WHAT IS BEING ASKED. Retype the whole listing below, character for character.

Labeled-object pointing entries
•••

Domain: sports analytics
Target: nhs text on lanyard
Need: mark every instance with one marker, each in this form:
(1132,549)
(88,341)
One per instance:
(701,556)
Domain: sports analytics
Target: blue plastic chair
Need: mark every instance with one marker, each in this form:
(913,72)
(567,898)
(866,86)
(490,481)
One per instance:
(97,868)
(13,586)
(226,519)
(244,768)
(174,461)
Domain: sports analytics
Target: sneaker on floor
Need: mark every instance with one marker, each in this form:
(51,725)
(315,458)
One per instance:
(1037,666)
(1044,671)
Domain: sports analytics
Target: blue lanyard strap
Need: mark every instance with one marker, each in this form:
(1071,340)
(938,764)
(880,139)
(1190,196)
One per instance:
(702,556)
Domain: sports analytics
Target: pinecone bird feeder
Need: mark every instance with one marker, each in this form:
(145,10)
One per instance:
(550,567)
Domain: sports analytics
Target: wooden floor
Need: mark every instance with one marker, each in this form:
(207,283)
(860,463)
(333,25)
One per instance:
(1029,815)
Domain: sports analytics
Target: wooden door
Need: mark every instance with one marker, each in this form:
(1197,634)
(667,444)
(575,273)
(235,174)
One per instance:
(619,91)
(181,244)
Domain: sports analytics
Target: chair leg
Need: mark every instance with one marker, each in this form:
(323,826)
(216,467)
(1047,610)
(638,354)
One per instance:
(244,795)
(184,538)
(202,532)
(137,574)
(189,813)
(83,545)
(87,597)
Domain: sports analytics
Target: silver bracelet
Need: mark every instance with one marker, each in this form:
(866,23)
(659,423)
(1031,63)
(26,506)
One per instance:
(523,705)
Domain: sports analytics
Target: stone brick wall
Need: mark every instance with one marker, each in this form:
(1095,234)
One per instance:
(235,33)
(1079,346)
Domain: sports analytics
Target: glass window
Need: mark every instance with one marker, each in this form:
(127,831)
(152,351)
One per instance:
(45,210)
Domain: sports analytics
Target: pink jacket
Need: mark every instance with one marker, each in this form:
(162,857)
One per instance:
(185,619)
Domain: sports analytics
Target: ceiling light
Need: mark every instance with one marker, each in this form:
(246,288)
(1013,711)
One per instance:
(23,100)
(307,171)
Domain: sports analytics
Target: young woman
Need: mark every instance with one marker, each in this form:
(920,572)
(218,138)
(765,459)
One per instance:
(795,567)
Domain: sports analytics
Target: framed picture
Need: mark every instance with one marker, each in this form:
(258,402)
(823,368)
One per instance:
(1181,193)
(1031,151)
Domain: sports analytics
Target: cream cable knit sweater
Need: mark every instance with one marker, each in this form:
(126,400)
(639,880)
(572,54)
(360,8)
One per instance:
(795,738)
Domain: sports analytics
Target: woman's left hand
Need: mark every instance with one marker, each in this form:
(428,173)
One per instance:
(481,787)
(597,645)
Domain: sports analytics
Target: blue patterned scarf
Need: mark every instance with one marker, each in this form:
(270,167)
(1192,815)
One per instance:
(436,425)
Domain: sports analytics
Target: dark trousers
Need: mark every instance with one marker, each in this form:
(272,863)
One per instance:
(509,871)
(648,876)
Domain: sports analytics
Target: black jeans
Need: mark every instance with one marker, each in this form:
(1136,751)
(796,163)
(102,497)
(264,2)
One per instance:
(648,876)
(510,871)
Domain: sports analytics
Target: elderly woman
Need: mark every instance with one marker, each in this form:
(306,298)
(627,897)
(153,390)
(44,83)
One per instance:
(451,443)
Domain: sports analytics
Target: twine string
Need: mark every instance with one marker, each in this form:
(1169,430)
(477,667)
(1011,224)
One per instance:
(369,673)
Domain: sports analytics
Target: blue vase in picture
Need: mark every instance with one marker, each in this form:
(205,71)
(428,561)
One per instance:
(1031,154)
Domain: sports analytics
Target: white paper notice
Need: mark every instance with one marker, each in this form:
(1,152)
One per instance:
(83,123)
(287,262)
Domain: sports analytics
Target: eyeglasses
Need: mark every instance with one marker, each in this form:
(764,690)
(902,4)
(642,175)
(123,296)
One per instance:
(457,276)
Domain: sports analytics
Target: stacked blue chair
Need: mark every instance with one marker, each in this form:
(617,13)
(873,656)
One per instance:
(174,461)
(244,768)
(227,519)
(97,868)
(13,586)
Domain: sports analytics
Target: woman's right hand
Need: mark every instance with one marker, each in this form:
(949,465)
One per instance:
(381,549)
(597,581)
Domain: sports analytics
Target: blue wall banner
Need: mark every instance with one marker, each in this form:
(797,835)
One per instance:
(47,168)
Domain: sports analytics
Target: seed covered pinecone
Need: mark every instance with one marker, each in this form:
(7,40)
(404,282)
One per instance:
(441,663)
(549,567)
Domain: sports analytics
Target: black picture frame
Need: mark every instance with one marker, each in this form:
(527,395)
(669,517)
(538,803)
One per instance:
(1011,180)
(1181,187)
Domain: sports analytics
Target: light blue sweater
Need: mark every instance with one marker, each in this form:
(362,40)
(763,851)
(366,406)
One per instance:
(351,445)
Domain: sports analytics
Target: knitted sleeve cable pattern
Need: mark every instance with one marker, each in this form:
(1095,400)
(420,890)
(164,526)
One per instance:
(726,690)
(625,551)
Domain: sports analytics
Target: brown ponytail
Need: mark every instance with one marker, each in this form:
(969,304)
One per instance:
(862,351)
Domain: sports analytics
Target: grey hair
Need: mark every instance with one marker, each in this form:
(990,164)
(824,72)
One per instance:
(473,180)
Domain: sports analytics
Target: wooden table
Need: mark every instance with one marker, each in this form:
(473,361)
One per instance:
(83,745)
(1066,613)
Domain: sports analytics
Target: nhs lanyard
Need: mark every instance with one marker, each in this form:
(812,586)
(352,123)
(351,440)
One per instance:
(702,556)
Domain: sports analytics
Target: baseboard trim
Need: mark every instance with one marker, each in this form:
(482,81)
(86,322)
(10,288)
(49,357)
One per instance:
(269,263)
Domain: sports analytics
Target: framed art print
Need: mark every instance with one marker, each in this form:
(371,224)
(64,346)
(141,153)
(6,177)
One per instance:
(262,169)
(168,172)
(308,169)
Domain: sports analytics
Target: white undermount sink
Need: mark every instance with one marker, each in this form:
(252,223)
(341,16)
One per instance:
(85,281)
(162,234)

•••

RESPONSE TO THE TASK.
Domain: sports analytics
Target: nhs text on lanyard
Need: mark every instance with one marker, each in this form:
(1132,549)
(88,341)
One per instance:
(701,556)
Domain: sports analytics
Target: blue plastic chair
Need: mark every instance with one marker, each in this form:
(913,72)
(567,898)
(866,86)
(490,481)
One per instance:
(97,868)
(13,586)
(226,519)
(244,768)
(174,461)
Domain: sports analytics
Target: sneaker on floor
Need: mark every instance with one marker, each in this form:
(51,725)
(315,458)
One per instance:
(1037,666)
(1044,671)
Domain: sports analytics
Target: blue lanyard strap
Need: mark every instance with one marker, each in this form:
(1071,340)
(938,764)
(880,139)
(1190,196)
One per instance:
(702,556)
Domain: sports analytics
Target: pinecone bird feeder
Need: mark every instance with one marker, each in this form:
(145,10)
One per instance:
(550,567)
Domain: sports analytics
Target: wooden floor
Need: mark every instance with one marker, each in this form:
(207,283)
(860,463)
(333,25)
One per instance:
(1029,815)
Domain: sports analytics
Target: wooden door
Need: mark every instance with one marker, each in this form:
(1197,634)
(667,444)
(575,273)
(235,174)
One per instance:
(619,91)
(181,244)
Domain: sports analytics
Target: chair leg
Need: mark every instance with one marker, each in this form:
(323,826)
(216,467)
(1047,610)
(638,354)
One per instance:
(244,795)
(184,538)
(202,532)
(137,574)
(189,813)
(83,545)
(87,597)
Domain: sports analytics
Target: silver bracelet
Need: mark every instance with one marker, each in this form:
(866,23)
(659,423)
(1031,63)
(26,506)
One per instance:
(523,705)
Domain: sports analytics
Target: stone brick wall
Need: mark every instance with one marker, each in this form:
(1095,234)
One per instance:
(235,33)
(1079,346)
Domain: sports analytics
Target: glass window
Need: mark every instance with one marker, each in this form:
(127,831)
(152,351)
One per instance:
(45,210)
Domain: sports analytics
Target: pink jacket
Need: mark every instance with one marker, each in this form:
(162,857)
One per instance:
(185,619)
Domain: sports analytics
Target: ceiling light
Need: mark every instance with one marker, each in this form:
(246,288)
(1013,711)
One per instance:
(23,100)
(307,171)
Domain: sports analytics
Target: young woman
Need: mark every instance with one marker, each in this form:
(920,572)
(218,138)
(765,459)
One per instance:
(795,567)
Domain: sports analytics
Target: framed picture
Need: mark every instance with one marker, each in this form:
(258,402)
(823,368)
One per instance:
(1181,193)
(1031,151)
Domain: sports analytics
Target: cream cable knit sweater
Need: mark every instance with one marker, each in this form:
(126,400)
(639,880)
(572,54)
(360,8)
One per instance:
(795,738)
Domain: sports analytics
Target: woman's left hand
Need: mark every instance with one marker, each in this form:
(428,173)
One per instance:
(481,787)
(597,645)
Domain: sports analytics
Target: blue patterned scarf
Need: mark every instance with one marker, each in this form:
(270,167)
(1192,815)
One per instance:
(436,425)
Domain: sports analytics
Target: dark trousers
Need: mark every instance with one marker, each in this form:
(272,863)
One per instance:
(509,871)
(648,876)
Domain: sports analytics
Target: black jeans
Need: mark every instance with one marker, each in this form:
(1136,751)
(796,163)
(102,497)
(264,2)
One per instance:
(648,876)
(510,871)
Domain: sports analytics
Target: elderly woman
Need: mark every instance with one marker, each in this form:
(306,298)
(627,897)
(153,390)
(44,83)
One per instance:
(451,443)
Domain: sports analytics
Target: twine string
Need: mark every instance with one marker, each in this form:
(1169,430)
(477,667)
(1011,224)
One per instance:
(369,673)
Domain: sports analytics
Target: blue vase in picture
Need: mark every instance with one marker, each in this form:
(205,71)
(428,561)
One per instance:
(1031,154)
Domain: sports analytics
Target: white paper notice
Need: mark every instance with one marker, each in this form:
(1,152)
One per instance:
(83,123)
(287,262)
Domain: sports analytics
Target: eyeglasses
Need: mark every instance with one marker, each in this form:
(764,690)
(902,4)
(642,175)
(123,296)
One per instance:
(457,276)
Domain: sports analytics
Target: stacked blue chair
Need: mark every instance with one marker, each in this form:
(617,13)
(873,656)
One per instance:
(174,461)
(244,768)
(227,519)
(97,868)
(13,586)
Domain: sports analytics
Target: woman's right hand
Need: mark every instance with one marker, each in this form:
(949,465)
One per instance:
(381,549)
(597,581)
Domain: sports analytics
Target: blue wall banner
Need: mark every instance with one marker, each in this form:
(797,835)
One per instance:
(47,168)
Domain: sports analytics
Target: seed covered pinecone
Need: mark every instance with one marker, each in this form:
(7,40)
(404,282)
One per instance:
(441,663)
(549,567)
Domain: sports analytics
Target: black picture frame
Need: mark every instance with one marker, each in this form:
(527,395)
(669,517)
(538,803)
One per instance:
(1011,180)
(1181,187)
Domain: sports analytics
Target: light blue sweater
Need: mark every instance with one marker, each in this form:
(362,40)
(763,851)
(366,406)
One per instance:
(351,445)
Domain: sports analytics
Target: knitted sleeve cable pattern
Need: mark every instance with one marker, each in this form:
(1095,400)
(420,890)
(164,526)
One per instance:
(726,690)
(625,551)
Domain: sports analytics
Target: brown ponytail
Need: mark every instance with one marker, each in this form:
(969,304)
One per instance:
(862,351)
Domain: sports analytics
Target: grey hair
Need: mark every instance with one marker, each in this form:
(990,164)
(824,72)
One per instance:
(473,180)
Domain: sports analytics
Target: wooden table
Need: mark every instance with one marker, each in this form:
(473,361)
One per instance:
(83,745)
(1066,613)
Domain: sports analytics
Target: nhs lanyard
Need: mark every instance with one marker, each in this form:
(812,586)
(352,123)
(351,440)
One per instance:
(702,556)
Domain: sports analytics
Target: baseboard trim
Need: mark every instance with one marker, each in this form:
(482,81)
(86,322)
(10,288)
(49,357)
One per instance:
(269,263)
Domain: sports analytics
Target: framed art print
Need: mark every instance with one marker, each in this form:
(371,224)
(64,346)
(141,153)
(6,177)
One per instance:
(262,169)
(168,172)
(308,169)
Domain: sports analytics
Target: white undermount sink
Need: mark every instance with one marker, each in this form:
(252,223)
(341,16)
One per instance:
(85,281)
(162,234)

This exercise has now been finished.